● AIM
Rewrite all of the following material, replacing every instance of "Recorded points" with "Marked locations" and leaving everything else unchanged.

● PROVIDED DATA
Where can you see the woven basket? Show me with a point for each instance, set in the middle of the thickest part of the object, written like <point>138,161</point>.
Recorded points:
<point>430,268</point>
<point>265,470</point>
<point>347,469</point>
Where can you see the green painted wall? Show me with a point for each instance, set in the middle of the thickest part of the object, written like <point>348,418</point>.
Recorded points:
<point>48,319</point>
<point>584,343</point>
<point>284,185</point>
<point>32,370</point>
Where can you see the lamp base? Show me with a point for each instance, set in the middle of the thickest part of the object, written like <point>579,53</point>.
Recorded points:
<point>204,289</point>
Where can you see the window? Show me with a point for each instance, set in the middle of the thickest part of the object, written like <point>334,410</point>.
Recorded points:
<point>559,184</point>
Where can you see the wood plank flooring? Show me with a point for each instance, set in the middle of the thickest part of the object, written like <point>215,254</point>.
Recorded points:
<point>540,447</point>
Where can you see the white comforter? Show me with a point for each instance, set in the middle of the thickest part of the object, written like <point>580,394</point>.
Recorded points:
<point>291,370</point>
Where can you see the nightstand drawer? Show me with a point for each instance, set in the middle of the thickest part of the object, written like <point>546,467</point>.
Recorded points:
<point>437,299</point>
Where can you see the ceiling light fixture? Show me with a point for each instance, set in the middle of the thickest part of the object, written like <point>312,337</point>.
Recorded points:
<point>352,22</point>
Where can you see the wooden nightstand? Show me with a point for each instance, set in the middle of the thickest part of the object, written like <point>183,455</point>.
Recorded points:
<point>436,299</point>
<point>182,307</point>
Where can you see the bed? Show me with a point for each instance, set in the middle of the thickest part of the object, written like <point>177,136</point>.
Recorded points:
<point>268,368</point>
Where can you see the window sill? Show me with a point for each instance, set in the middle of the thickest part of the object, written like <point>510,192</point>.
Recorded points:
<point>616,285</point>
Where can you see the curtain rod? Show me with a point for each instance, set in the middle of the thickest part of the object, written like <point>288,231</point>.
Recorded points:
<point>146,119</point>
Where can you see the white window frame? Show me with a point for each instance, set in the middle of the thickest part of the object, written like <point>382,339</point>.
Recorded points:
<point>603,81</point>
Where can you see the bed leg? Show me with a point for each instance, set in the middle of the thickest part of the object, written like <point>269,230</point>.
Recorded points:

● TASK RESULT
Where can you see the woven basket? Show me with a point for each instance, set in the middle of the thickest part of the object, written like <point>138,161</point>.
Marked locations:
<point>430,268</point>
<point>265,470</point>
<point>347,469</point>
Where can you see the green painted wall? Show me with a point for each instance, set in the middle of the thickest part of the object, written like <point>348,418</point>.
Marked locations:
<point>48,319</point>
<point>584,343</point>
<point>284,185</point>
<point>32,370</point>
Where can you see the lamp base? Show me with a point for each instance, set in the middle of the thickest part of the object, written like <point>579,53</point>.
Marked locations:
<point>204,289</point>
Where can you see the window? Show me with a point for each instance, set in the middle of the thickest part of the object, written like <point>334,410</point>.
Marked locations:
<point>559,184</point>
Where can you see the wood plank flooring? Show me with a point for each instance, set in the middle of the thickest part of the object, written like <point>215,254</point>.
Marked locations:
<point>540,447</point>
Where can you see the white comforter? Show me with a point for each instance, set in the middle of the thickest part of the object, written like <point>580,394</point>.
Marked locations:
<point>291,370</point>
Where can you see the nightstand drawer? Show me with a point for each instance, set in the middle of the thickest part of the object, written like <point>546,467</point>.
Marked locations:
<point>437,299</point>
Where can you see the ceiling light fixture? Show me with a point for each instance, set in the middle of the thickest part of the object, written like <point>312,337</point>.
Marked locations:
<point>352,22</point>
Where can you see the wooden nightstand? Show me with a point for each instance, set in the middle of the thickest part of the object, written like <point>183,455</point>.
Marked locations:
<point>436,299</point>
<point>182,307</point>
Where can you see the bed? Show me with a point for each instance, set in the middle of the thickest part of the object, written like <point>177,136</point>.
Marked locations:
<point>268,368</point>
Where can you see the window sill? Show me with a point for each instance, set in the middle of the thickest part of the object, written like <point>510,192</point>.
Marked locations:
<point>616,285</point>
Where can you see the curtain rod? Show me with a point for each instance, set in the middle of the thickest part of the object, written like <point>288,231</point>.
Marked locations:
<point>146,119</point>
Where can you see the white window frame? Show me with a point for each instance, set in the middle of the thickest part of the object, written like <point>382,339</point>.
Marked locations:
<point>603,81</point>
Where can you see the bed leg? Show me with a point for each instance, set in the middle of the thickest part of the object, written like <point>269,230</point>.
Marked locations:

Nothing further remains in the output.